EXERCISE REQUIREMENTS:
Render the material below as a Markdown table with the columns "Row" and "Line," numbering each line in order and omitting any blank lines.

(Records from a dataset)
######
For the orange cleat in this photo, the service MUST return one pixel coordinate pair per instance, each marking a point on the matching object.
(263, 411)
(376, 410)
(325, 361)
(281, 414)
######
EXERCISE RESPONSE:
| Row | Line |
|---|---|
| 1 | For the orange cleat in this photo, the service MUST return one pixel coordinate pair per instance, each marking a point on the matching object. |
| 2 | (263, 411) |
| 3 | (376, 410) |
| 4 | (325, 361) |
| 5 | (281, 414) |